→ GIVEN INSTRUCTION: Change every "photo" in the material below to "image", keeping all other text the same. Leave the pictures out of your answer.

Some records
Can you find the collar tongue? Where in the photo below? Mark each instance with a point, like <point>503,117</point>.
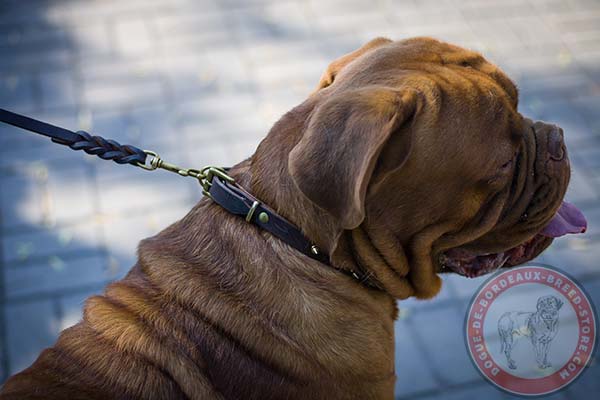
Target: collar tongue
<point>568,219</point>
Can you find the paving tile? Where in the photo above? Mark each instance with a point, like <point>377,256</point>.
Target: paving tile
<point>58,89</point>
<point>413,375</point>
<point>56,274</point>
<point>44,241</point>
<point>133,36</point>
<point>31,327</point>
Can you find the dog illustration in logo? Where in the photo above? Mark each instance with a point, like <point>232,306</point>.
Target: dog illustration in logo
<point>540,326</point>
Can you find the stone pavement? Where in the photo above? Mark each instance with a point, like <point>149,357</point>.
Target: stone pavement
<point>202,81</point>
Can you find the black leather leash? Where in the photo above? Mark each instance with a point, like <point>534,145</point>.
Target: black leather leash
<point>215,181</point>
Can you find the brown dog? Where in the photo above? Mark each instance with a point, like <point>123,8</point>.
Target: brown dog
<point>409,157</point>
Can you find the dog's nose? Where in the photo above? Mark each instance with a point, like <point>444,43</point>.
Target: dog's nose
<point>556,144</point>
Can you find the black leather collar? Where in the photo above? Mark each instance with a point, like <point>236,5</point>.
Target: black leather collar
<point>238,201</point>
<point>224,192</point>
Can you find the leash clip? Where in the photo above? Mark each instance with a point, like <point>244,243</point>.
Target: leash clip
<point>204,175</point>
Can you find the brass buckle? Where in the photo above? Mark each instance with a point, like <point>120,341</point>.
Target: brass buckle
<point>204,175</point>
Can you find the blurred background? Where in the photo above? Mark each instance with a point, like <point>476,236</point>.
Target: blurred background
<point>201,82</point>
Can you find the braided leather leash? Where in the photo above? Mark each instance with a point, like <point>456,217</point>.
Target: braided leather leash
<point>216,183</point>
<point>80,140</point>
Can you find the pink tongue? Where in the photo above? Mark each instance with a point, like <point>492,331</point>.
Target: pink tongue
<point>568,219</point>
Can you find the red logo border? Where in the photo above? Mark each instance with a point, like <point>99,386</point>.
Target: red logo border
<point>486,365</point>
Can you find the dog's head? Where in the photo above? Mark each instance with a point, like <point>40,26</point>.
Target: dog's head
<point>415,151</point>
<point>548,307</point>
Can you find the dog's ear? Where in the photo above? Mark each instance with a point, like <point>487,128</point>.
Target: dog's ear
<point>336,66</point>
<point>338,155</point>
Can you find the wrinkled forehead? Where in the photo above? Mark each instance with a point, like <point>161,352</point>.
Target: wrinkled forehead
<point>426,56</point>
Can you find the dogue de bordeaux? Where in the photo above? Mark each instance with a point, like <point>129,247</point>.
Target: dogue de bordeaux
<point>410,159</point>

→ ANSWER TO THIS TASK:
Can you find the collar tongue? Where in the image below? Mark each instance with a point, like <point>503,117</point>.
Target: collar tongue
<point>568,219</point>
Can you find the paving tile? Where in the image above? Mark each instance with a point, like <point>377,256</point>.
Target: paving tile
<point>58,89</point>
<point>413,375</point>
<point>56,274</point>
<point>44,241</point>
<point>133,36</point>
<point>31,327</point>
Can you find the dog illustration in logo? Where in the image above? Mark each instance with a point, like <point>232,306</point>.
Target: dog illustration in logo
<point>540,326</point>
Can you find the stone pavement? Where in the image above? Mark each instance with a point, like <point>149,357</point>.
Target: stone pavement
<point>202,81</point>
Can you find the black leather leash? Where in the image above? Mark each instance with a point, like <point>534,145</point>.
Target: black leather leash
<point>215,181</point>
Can you find the brown dog? Where in the image above? Mark each instance with a point, like <point>123,8</point>.
Target: brown dog
<point>409,157</point>
Can you find the dog's nose? Where in the image above? Mark each instance with a point, like <point>444,43</point>.
Target: dog's nose
<point>556,144</point>
Can you find the black leather collar? Where in the image above? Mark each instance with a point, like <point>236,5</point>.
Target: black leather collar
<point>238,201</point>
<point>224,192</point>
Can you find the leash clip? Where in the image above? Mark each instance with a point, like <point>244,243</point>.
Target: leash clip
<point>204,175</point>
Can you find the brass buckle? Where in the image above? Mark each instance with a point, like <point>120,341</point>.
Target: brass buckle
<point>204,175</point>
Can you find the blurred background? Where in the image above? Mark each instance with a point, like <point>476,236</point>.
Target: blurred background
<point>201,82</point>
Can you find the braided leather leash? Where in the image above? Mark each instance with a point, like <point>456,217</point>.
Target: braided leather leash
<point>216,183</point>
<point>80,140</point>
Can you find the pink tongue? Where in the image above? Mark each instance with a point, like <point>492,331</point>.
Target: pink tongue
<point>568,219</point>
Can you find the red logo border? Where in the image above? Mark each instance with a point, like <point>99,386</point>.
Target: red logo border
<point>486,365</point>
Can you find the dog's head? Where in the image above? Mark each instance with a point, like <point>40,26</point>.
Target: dog's head
<point>415,151</point>
<point>548,307</point>
Can you find the dog's ear? Where in the image above? Mark each instance with a point, like <point>487,128</point>.
Target: dog's ear
<point>336,66</point>
<point>338,155</point>
Can you find the wrinkled forehead? Where in the image above? Mark each instance with a point, like <point>161,352</point>.
Target: wrinkled forehead
<point>426,56</point>
Can you find the dogue de bordeaux? Where in the image above? Mark each instance with a point, like <point>129,247</point>.
Target: dogue de bordeaux
<point>410,159</point>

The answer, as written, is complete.